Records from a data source
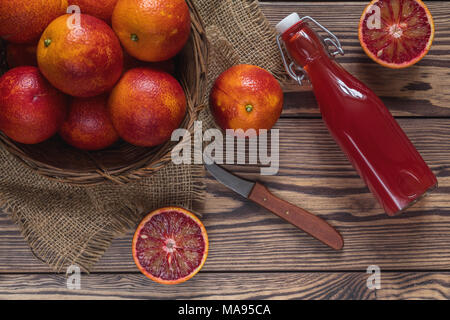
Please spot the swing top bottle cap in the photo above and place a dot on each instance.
(287, 22)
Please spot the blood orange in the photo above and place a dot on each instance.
(396, 33)
(170, 245)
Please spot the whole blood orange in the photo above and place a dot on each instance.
(246, 97)
(23, 21)
(31, 110)
(396, 33)
(82, 61)
(152, 30)
(87, 125)
(170, 245)
(18, 55)
(146, 106)
(101, 9)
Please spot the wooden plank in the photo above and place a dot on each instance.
(421, 90)
(313, 174)
(306, 286)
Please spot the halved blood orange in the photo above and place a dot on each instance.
(396, 33)
(170, 245)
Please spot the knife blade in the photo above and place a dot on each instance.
(258, 193)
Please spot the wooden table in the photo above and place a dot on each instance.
(256, 255)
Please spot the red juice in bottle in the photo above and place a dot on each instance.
(359, 122)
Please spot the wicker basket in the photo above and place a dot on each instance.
(122, 162)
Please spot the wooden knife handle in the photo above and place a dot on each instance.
(306, 221)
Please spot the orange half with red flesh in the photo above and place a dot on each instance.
(396, 33)
(170, 245)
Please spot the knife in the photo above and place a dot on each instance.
(258, 193)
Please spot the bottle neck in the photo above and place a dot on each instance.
(304, 44)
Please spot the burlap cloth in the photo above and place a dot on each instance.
(65, 224)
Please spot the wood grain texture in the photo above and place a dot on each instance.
(316, 176)
(306, 286)
(421, 90)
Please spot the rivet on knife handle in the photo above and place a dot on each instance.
(311, 224)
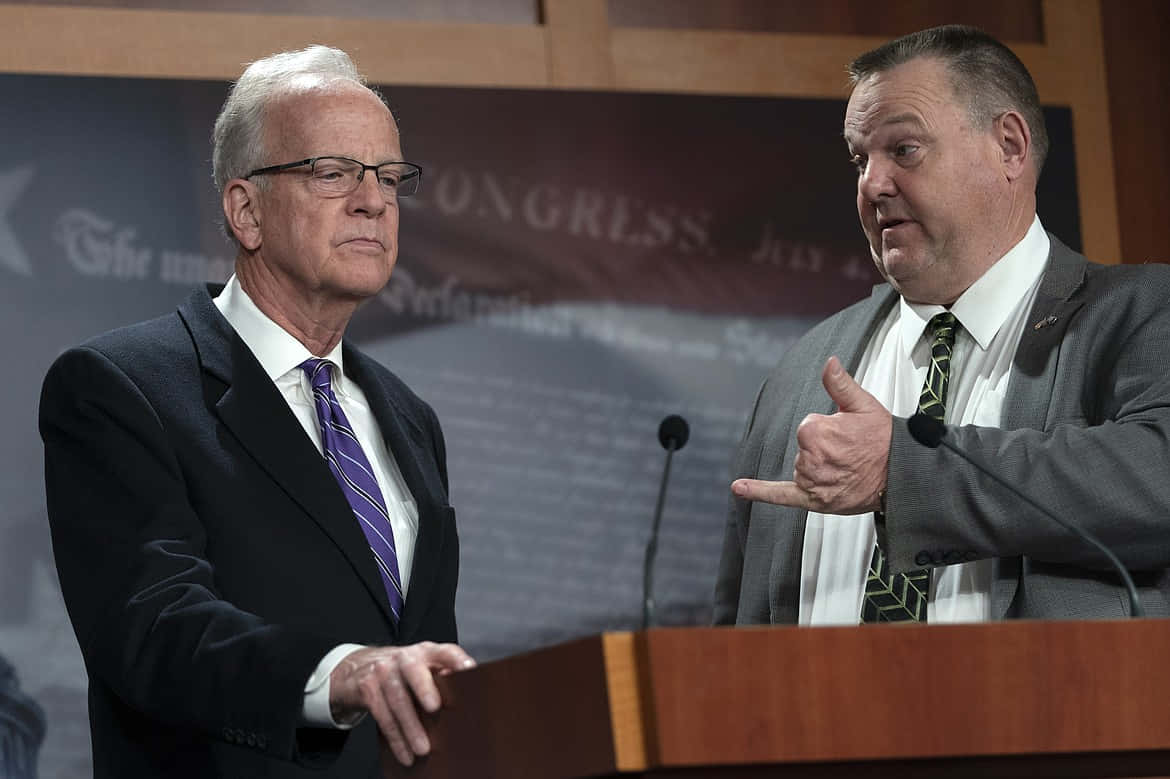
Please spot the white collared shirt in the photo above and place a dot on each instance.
(992, 314)
(280, 354)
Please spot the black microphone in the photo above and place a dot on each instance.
(673, 434)
(931, 433)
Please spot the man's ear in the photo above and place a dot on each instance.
(1014, 140)
(241, 209)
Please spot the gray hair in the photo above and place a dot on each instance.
(983, 71)
(238, 142)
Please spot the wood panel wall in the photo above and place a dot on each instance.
(608, 45)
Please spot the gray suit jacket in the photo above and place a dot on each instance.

[Exercise]:
Please output only the lines from the one holding "Please spot the gray hair" to the end of the records, first and last included, exactly as they appear.

[Exercise response]:
Please spot the gray hair in the photo above and place a dot on each instance.
(983, 71)
(238, 142)
Please spot the wood panel wall in the photo above and place a dot on each instance.
(608, 45)
Please spot the gray suit jacket in the photo above and place a dot on each instance.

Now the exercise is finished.